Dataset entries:
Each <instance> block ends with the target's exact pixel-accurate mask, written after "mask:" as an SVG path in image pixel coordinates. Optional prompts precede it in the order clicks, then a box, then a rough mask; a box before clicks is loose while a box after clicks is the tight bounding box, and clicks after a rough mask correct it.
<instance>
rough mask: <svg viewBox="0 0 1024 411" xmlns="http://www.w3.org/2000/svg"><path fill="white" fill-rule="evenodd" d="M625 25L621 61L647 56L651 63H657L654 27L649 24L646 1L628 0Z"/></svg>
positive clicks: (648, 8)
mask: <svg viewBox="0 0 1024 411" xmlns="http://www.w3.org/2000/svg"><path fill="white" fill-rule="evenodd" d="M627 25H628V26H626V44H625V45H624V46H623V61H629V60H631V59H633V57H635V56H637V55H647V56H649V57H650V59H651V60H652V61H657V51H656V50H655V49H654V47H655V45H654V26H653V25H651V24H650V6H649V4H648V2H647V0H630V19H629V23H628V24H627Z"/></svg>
==
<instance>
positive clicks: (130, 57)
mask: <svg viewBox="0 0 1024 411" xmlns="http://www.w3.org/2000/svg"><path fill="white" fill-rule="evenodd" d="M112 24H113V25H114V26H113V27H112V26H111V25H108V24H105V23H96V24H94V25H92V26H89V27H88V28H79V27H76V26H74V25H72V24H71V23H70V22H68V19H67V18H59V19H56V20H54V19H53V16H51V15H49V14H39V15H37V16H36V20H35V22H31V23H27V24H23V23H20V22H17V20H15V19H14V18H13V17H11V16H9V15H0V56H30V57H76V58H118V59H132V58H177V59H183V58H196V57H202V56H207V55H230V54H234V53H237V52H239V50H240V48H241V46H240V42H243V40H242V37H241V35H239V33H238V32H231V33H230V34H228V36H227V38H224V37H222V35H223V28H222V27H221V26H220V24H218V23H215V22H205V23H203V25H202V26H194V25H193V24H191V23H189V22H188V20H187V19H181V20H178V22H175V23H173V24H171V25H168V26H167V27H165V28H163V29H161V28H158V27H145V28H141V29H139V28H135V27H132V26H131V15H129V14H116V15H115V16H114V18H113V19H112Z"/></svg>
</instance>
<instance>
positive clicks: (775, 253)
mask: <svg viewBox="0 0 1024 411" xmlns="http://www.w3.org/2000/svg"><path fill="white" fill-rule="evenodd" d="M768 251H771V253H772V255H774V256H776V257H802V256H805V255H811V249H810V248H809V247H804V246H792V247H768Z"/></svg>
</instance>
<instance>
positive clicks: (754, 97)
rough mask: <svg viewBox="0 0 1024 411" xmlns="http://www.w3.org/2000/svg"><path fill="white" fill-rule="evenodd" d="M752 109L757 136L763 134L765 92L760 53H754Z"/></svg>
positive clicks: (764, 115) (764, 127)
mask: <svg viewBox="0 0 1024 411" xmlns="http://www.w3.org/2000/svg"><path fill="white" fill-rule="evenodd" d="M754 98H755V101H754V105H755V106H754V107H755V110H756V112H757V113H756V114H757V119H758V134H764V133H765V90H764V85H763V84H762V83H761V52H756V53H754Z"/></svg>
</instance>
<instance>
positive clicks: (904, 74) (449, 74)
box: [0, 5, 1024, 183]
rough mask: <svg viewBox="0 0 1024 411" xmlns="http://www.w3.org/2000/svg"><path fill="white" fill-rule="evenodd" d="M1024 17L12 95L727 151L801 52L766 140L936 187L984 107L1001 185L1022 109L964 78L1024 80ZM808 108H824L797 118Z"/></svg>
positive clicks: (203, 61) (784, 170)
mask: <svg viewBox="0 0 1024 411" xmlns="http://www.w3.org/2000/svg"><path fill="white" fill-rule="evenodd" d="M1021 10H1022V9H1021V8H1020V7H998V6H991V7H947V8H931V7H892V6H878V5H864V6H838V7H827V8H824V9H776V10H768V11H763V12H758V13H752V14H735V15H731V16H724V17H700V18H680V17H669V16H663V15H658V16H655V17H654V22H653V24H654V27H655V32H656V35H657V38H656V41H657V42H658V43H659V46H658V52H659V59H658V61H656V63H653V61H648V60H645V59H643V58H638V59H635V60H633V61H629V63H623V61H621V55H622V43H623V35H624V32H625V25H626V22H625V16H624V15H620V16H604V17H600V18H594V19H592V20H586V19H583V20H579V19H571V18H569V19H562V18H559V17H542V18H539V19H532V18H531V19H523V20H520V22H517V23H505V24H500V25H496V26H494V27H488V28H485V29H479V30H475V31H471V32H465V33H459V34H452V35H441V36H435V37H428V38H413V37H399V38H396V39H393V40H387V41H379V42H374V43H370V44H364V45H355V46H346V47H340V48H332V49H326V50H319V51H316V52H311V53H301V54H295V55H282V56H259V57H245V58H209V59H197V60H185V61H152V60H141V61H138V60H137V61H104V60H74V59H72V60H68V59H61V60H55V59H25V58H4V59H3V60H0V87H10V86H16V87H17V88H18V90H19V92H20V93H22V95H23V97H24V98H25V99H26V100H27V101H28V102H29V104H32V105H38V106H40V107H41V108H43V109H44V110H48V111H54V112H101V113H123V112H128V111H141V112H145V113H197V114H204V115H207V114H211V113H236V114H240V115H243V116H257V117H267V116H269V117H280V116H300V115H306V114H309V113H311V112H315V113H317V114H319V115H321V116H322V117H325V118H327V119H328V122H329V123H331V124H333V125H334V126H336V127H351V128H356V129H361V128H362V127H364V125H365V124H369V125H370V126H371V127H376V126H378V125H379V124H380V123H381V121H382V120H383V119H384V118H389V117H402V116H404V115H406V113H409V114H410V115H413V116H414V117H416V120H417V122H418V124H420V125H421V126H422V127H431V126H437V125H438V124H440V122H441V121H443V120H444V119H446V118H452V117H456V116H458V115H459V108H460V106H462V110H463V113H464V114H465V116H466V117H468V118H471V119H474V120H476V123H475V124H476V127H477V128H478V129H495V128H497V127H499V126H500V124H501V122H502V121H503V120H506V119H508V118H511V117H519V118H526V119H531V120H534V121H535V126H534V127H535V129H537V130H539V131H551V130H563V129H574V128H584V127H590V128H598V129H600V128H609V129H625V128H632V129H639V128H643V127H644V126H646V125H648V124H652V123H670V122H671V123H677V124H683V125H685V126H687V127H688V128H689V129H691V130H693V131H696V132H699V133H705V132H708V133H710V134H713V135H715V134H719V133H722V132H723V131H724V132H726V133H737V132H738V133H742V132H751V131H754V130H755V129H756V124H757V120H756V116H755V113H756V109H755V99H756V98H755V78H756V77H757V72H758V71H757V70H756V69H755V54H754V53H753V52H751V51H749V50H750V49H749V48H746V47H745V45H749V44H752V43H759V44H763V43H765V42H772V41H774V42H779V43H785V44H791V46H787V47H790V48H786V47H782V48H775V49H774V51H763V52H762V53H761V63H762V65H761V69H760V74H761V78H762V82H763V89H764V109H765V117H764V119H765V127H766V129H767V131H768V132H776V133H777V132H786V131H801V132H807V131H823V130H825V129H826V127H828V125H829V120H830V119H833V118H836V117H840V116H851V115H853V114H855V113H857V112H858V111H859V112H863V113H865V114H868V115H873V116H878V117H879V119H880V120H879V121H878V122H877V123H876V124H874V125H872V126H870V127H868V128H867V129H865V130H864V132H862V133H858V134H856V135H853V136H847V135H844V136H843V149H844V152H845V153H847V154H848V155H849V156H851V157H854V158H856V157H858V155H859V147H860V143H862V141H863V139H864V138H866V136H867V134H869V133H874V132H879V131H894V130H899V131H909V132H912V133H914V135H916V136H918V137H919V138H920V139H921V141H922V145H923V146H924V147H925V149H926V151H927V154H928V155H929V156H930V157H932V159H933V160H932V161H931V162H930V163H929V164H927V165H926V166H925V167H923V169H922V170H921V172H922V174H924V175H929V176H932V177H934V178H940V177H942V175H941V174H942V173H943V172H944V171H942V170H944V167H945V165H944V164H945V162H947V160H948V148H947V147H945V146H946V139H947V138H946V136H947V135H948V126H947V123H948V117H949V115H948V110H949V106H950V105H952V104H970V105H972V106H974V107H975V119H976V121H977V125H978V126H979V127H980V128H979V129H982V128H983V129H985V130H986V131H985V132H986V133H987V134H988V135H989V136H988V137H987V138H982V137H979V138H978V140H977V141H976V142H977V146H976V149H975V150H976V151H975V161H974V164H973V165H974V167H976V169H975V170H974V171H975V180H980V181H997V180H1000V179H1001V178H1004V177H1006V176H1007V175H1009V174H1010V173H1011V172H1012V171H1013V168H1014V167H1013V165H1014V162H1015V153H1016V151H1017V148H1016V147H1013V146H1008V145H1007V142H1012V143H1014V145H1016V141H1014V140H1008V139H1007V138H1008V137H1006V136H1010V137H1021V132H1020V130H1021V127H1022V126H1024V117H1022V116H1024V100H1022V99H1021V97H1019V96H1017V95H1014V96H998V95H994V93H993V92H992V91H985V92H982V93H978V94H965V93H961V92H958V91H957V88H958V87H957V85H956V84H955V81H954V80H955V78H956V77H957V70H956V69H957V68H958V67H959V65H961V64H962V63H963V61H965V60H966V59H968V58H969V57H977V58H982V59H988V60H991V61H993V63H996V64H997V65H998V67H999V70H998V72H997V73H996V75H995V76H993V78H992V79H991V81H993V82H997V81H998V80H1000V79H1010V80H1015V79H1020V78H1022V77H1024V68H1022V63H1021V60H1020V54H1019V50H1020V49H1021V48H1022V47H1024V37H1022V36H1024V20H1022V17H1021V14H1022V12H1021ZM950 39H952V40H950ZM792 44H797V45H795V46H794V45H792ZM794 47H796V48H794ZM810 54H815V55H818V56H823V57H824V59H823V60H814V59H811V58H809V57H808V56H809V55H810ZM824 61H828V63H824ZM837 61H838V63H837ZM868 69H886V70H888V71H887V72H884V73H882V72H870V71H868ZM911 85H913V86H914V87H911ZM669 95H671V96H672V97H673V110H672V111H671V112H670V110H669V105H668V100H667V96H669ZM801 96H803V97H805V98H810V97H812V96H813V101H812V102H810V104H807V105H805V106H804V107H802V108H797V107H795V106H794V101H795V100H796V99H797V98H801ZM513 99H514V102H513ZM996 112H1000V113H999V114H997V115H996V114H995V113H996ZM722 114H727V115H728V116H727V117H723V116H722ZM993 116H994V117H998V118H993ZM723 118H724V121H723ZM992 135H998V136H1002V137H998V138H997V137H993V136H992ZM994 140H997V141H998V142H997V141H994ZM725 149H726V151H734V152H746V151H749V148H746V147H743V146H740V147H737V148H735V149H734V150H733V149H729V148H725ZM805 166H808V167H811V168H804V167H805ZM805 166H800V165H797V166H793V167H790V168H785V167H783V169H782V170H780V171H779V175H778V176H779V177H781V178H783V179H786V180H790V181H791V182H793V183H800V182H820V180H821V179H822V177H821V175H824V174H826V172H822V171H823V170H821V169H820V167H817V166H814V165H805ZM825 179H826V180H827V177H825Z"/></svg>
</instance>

What to produce
Report each line in the data above that contains the string "positive". Matching is case-sensitive.

Your response
positive clicks: (648, 8)
positive clicks: (130, 57)
positive clicks: (775, 253)
positive clicks: (754, 97)
positive clicks: (764, 115) (764, 127)
positive clicks: (904, 74) (449, 74)
positive clicks: (203, 61) (784, 170)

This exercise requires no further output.